Copy out all of the data below word for word, leaving out the pictures.
━━━━━━━━━━━━━━━━━━━━
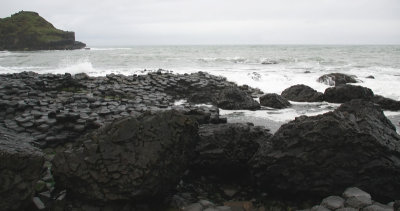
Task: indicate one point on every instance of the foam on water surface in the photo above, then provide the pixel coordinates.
(284, 66)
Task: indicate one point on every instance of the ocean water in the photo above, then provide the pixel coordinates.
(287, 65)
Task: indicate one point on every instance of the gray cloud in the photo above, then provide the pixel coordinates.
(141, 22)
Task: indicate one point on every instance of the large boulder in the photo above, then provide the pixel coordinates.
(336, 79)
(386, 103)
(20, 168)
(233, 98)
(355, 145)
(274, 101)
(134, 158)
(225, 149)
(302, 93)
(344, 93)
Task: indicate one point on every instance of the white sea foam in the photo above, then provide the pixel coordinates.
(108, 49)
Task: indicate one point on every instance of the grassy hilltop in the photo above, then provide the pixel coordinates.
(29, 31)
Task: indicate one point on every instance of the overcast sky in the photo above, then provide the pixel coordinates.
(169, 22)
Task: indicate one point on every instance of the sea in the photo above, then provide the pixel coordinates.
(272, 68)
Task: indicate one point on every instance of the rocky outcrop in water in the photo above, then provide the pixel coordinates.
(336, 79)
(55, 109)
(28, 31)
(233, 98)
(386, 103)
(302, 93)
(274, 101)
(355, 145)
(130, 159)
(344, 93)
(225, 149)
(20, 167)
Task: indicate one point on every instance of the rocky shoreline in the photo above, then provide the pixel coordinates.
(120, 143)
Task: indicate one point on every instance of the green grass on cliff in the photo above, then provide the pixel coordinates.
(24, 28)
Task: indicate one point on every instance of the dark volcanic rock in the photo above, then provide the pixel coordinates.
(28, 31)
(233, 98)
(130, 159)
(302, 93)
(386, 103)
(355, 145)
(344, 93)
(225, 149)
(336, 79)
(274, 101)
(20, 167)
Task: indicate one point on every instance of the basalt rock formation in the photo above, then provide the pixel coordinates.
(344, 93)
(302, 93)
(29, 31)
(134, 158)
(355, 145)
(20, 168)
(336, 79)
(274, 101)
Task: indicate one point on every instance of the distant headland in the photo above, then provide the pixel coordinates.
(27, 31)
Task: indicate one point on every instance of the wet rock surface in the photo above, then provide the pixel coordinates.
(274, 101)
(302, 93)
(386, 103)
(225, 149)
(68, 116)
(130, 159)
(233, 98)
(344, 93)
(20, 168)
(336, 79)
(55, 109)
(355, 145)
(353, 199)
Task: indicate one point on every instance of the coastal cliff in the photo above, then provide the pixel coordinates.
(29, 31)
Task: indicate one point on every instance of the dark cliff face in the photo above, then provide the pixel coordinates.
(29, 31)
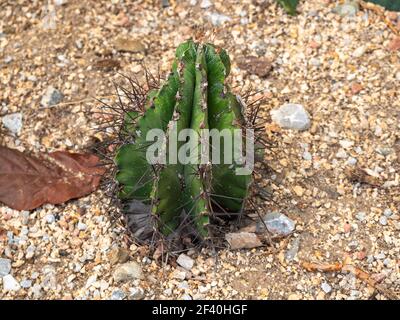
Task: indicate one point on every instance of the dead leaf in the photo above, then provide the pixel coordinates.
(361, 176)
(254, 65)
(27, 182)
(243, 240)
(129, 45)
(107, 64)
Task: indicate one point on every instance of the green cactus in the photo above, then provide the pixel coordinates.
(194, 96)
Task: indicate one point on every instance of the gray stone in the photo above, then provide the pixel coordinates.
(51, 97)
(50, 218)
(361, 216)
(13, 122)
(26, 284)
(118, 295)
(81, 226)
(387, 212)
(277, 224)
(294, 248)
(128, 271)
(218, 19)
(30, 252)
(383, 220)
(326, 287)
(185, 261)
(204, 4)
(10, 284)
(348, 9)
(136, 294)
(5, 267)
(291, 116)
━━━━━━━━━━━━━━━━━━━━
* [Exercise answer]:
Task: indicate one point on every instance of the foam on water surface in the photo above, then provide the pixel coordinates.
(284, 66)
Task: indicate one point on every instance of the ocean water in the photo above, then provide the pixel coordinates.
(287, 65)
Task: indicate one point on every instance of the gray cloud in the photo above, then provide the pixel coordinates.
(141, 22)
Task: indicate one point on every instance of the large boulder in the photo above, then provide the pixel coordinates.
(336, 79)
(386, 103)
(20, 168)
(233, 98)
(355, 145)
(274, 101)
(134, 158)
(225, 149)
(302, 93)
(344, 93)
Task: indicate one point on every instance of the white sea foam in the photo above, then provide the pixel coordinates.
(108, 49)
Task: indicate one point on every instance of the grassy hilltop in the photo above, then provide the pixel coordinates.
(29, 31)
Task: indicate one point on every instance of the overcast sky in the photo above, then provide the pixel coordinates.
(169, 22)
Task: indicate one point on every instance of the sea in the photo above, then provide the pixel coordinates.
(272, 68)
Task: indicate one point on every instance of the rocky outcrop in water in the photo above, then provide the pixel coordinates.
(336, 79)
(55, 109)
(28, 31)
(233, 98)
(386, 103)
(302, 93)
(274, 101)
(355, 145)
(130, 159)
(344, 93)
(225, 149)
(20, 167)
Task: indicate one point on every instance of the rocky shoreline in the photo above, then provide the pixel coordinates.
(120, 143)
Task: indicate one point on every instance of the green grass on cliff in the photo above, then provide the pixel coordinates.
(24, 28)
Task: indicate one point on every instance of the dark volcanic rock in the photo above, then provide the pixel coordinates.
(28, 31)
(233, 98)
(130, 159)
(302, 93)
(386, 103)
(355, 145)
(344, 93)
(225, 149)
(336, 79)
(274, 101)
(20, 167)
Task: indicate one point on every instance of the basalt rock formation in the photo above, then provide the pixel coordinates.
(344, 93)
(302, 93)
(29, 31)
(134, 158)
(355, 145)
(20, 168)
(336, 79)
(274, 101)
Task: indicate one point on every instance of the distant headland in the photo above, then provide the pixel coordinates.
(27, 31)
Task: indicate one point on every instance of the wet rock surface in the photo above, then provide the pixel coordinates.
(274, 101)
(302, 93)
(386, 103)
(225, 149)
(68, 116)
(130, 159)
(233, 98)
(344, 93)
(20, 168)
(336, 79)
(55, 109)
(355, 145)
(353, 199)
Task: indicate one point on every instance of the coastal cliff in the photo above, then provide the pixel coordinates.
(29, 31)
Task: indicate one point on every instance of the dark cliff face in the photo above, then provide the pixel coordinates.
(29, 31)
Task: indicate one point on every instance of the dead leaf in the photo above, then provide the pixel coordinates.
(361, 176)
(254, 65)
(27, 182)
(243, 240)
(129, 45)
(107, 64)
Task: indicate one point on every instance of the green cactus in the photo above, then provide the pixel coordinates.
(194, 96)
Task: indicate one point on every instance of the gray stone in the photo above, then provide the pixel coordinates.
(51, 97)
(50, 218)
(361, 216)
(13, 122)
(26, 284)
(118, 295)
(81, 226)
(387, 212)
(277, 224)
(294, 248)
(128, 271)
(218, 19)
(30, 252)
(383, 220)
(326, 287)
(185, 261)
(204, 4)
(10, 284)
(348, 9)
(136, 294)
(5, 267)
(291, 116)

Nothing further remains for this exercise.